**Stated problem**
Report how many lines of the records contain the string "mask", giving only the number. Case matters.

**Record excerpts**
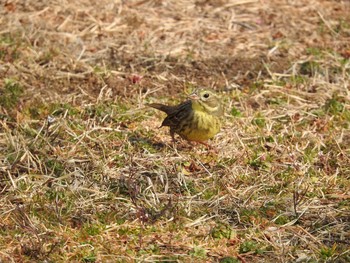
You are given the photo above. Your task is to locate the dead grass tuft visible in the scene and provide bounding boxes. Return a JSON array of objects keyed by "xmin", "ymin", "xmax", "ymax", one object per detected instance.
[{"xmin": 0, "ymin": 0, "xmax": 350, "ymax": 262}]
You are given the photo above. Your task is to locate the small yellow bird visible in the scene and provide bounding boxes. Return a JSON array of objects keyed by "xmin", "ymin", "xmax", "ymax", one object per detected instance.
[{"xmin": 146, "ymin": 89, "xmax": 223, "ymax": 146}]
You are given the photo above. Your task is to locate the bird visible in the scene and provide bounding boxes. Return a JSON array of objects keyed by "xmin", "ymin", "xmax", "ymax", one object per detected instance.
[{"xmin": 146, "ymin": 88, "xmax": 224, "ymax": 147}]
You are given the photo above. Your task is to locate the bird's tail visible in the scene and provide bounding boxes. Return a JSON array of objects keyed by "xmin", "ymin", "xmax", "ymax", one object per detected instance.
[{"xmin": 146, "ymin": 103, "xmax": 174, "ymax": 115}]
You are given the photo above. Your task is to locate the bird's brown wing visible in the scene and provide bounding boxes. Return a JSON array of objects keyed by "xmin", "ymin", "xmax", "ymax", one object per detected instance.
[
  {"xmin": 146, "ymin": 100, "xmax": 192, "ymax": 129},
  {"xmin": 162, "ymin": 100, "xmax": 192, "ymax": 130}
]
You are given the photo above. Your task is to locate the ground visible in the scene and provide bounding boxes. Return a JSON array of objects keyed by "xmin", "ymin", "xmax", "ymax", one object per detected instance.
[{"xmin": 0, "ymin": 0, "xmax": 350, "ymax": 262}]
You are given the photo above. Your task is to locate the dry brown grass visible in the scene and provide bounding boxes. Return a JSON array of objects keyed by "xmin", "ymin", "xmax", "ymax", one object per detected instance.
[{"xmin": 0, "ymin": 0, "xmax": 350, "ymax": 262}]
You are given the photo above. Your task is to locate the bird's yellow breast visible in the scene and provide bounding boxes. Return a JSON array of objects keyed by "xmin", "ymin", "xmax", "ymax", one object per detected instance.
[{"xmin": 178, "ymin": 110, "xmax": 221, "ymax": 142}]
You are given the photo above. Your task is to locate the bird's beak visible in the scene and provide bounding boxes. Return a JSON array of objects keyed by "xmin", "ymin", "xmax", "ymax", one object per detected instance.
[{"xmin": 188, "ymin": 90, "xmax": 199, "ymax": 100}]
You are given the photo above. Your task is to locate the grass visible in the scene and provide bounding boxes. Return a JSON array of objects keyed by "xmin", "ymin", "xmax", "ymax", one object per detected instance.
[{"xmin": 0, "ymin": 0, "xmax": 350, "ymax": 263}]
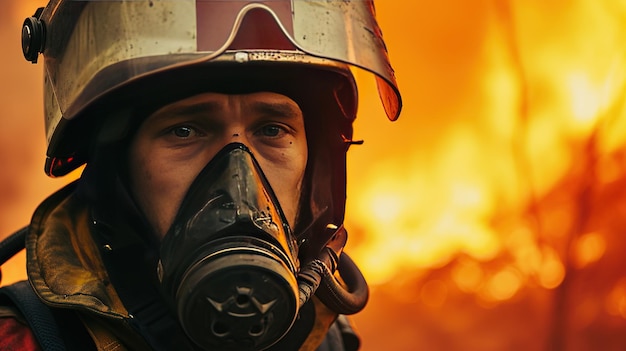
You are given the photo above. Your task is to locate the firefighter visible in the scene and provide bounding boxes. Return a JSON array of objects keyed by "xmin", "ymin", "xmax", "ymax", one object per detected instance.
[{"xmin": 0, "ymin": 0, "xmax": 401, "ymax": 350}]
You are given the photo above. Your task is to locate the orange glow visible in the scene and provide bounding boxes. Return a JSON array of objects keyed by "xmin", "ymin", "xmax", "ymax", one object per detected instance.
[{"xmin": 0, "ymin": 0, "xmax": 626, "ymax": 351}]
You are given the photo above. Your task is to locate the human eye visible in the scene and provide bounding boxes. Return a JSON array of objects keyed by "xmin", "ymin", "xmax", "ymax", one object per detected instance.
[
  {"xmin": 167, "ymin": 125, "xmax": 200, "ymax": 139},
  {"xmin": 257, "ymin": 124, "xmax": 289, "ymax": 138}
]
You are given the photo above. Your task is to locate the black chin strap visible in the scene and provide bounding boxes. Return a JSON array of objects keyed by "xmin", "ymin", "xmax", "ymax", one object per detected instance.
[{"xmin": 298, "ymin": 226, "xmax": 369, "ymax": 314}]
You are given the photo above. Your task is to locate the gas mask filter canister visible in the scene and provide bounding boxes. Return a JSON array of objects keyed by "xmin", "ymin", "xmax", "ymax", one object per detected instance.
[{"xmin": 158, "ymin": 143, "xmax": 299, "ymax": 350}]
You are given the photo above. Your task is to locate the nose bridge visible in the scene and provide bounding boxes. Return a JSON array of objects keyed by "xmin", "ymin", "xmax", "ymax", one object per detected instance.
[{"xmin": 224, "ymin": 95, "xmax": 254, "ymax": 151}]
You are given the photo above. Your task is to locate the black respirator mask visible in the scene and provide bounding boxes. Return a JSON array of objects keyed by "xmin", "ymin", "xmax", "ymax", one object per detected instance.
[{"xmin": 158, "ymin": 143, "xmax": 367, "ymax": 350}]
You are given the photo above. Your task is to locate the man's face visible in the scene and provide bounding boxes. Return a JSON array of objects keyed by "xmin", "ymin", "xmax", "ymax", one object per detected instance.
[{"xmin": 129, "ymin": 92, "xmax": 307, "ymax": 238}]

**Result**
2